EXERCISE INSTRUCTIONS
Please arrange the entries as a numbered list, starting at the line that contains "Can you find the flagpole?" and stopping after the line that contains "point(617, 155)". Leave out blank lines and anything outside that range.

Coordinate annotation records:
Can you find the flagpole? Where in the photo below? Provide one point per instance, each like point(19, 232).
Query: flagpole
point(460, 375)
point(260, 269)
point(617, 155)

* * *

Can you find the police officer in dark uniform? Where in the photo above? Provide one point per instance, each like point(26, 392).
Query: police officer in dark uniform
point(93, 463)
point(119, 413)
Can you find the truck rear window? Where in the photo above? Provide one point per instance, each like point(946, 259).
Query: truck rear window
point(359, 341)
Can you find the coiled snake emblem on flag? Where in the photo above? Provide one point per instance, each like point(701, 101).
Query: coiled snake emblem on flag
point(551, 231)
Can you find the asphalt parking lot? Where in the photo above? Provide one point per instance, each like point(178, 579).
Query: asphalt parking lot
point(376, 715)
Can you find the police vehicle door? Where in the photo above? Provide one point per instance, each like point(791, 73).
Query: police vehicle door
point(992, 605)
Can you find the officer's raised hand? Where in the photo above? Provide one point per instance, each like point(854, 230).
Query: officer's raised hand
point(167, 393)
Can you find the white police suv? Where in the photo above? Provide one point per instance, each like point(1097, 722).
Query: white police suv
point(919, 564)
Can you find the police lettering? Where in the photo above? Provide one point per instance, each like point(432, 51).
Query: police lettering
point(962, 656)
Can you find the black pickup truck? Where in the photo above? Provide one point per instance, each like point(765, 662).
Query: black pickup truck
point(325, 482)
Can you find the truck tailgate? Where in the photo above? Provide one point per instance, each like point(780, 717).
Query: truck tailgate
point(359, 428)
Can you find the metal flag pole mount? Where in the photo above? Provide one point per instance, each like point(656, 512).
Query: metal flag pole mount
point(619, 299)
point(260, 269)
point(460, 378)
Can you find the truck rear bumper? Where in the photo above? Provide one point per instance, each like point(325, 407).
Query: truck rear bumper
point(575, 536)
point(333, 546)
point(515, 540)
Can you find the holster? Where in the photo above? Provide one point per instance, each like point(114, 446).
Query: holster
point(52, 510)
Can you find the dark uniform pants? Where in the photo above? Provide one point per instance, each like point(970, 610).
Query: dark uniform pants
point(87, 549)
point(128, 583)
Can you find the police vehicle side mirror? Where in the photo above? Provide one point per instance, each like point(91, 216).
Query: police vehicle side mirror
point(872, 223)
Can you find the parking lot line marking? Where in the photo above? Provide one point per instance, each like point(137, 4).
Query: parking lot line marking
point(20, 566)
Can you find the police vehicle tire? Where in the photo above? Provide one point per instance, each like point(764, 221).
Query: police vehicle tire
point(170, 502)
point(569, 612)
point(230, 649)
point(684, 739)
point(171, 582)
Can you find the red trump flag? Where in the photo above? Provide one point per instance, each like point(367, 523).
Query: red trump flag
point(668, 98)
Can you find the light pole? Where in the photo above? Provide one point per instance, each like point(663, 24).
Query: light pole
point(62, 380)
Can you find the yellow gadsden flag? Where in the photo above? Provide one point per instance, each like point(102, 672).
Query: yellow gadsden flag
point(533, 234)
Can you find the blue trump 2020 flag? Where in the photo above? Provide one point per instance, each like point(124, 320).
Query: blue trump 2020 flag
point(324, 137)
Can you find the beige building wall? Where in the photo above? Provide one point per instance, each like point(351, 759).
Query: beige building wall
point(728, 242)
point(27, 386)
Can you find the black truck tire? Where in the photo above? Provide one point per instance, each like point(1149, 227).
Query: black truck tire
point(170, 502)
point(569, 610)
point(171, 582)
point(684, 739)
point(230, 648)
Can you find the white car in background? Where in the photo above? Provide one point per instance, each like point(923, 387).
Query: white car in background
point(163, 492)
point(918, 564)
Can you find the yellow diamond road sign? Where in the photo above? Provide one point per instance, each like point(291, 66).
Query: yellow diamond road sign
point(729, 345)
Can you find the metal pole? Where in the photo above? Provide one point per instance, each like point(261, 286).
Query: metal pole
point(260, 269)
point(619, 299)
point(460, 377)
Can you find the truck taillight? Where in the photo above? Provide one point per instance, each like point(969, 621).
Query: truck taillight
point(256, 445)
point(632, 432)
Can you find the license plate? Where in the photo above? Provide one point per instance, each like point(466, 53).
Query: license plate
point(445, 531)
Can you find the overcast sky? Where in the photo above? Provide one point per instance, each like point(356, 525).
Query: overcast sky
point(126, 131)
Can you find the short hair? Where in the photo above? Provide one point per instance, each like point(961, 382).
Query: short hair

ANSWER TO THE TASK
1. Can you find the flagpole? Where in the photo below? Provide one point per instance, each like point(19, 232).
2. Query: flagpole
3. point(460, 375)
4. point(260, 269)
5. point(617, 155)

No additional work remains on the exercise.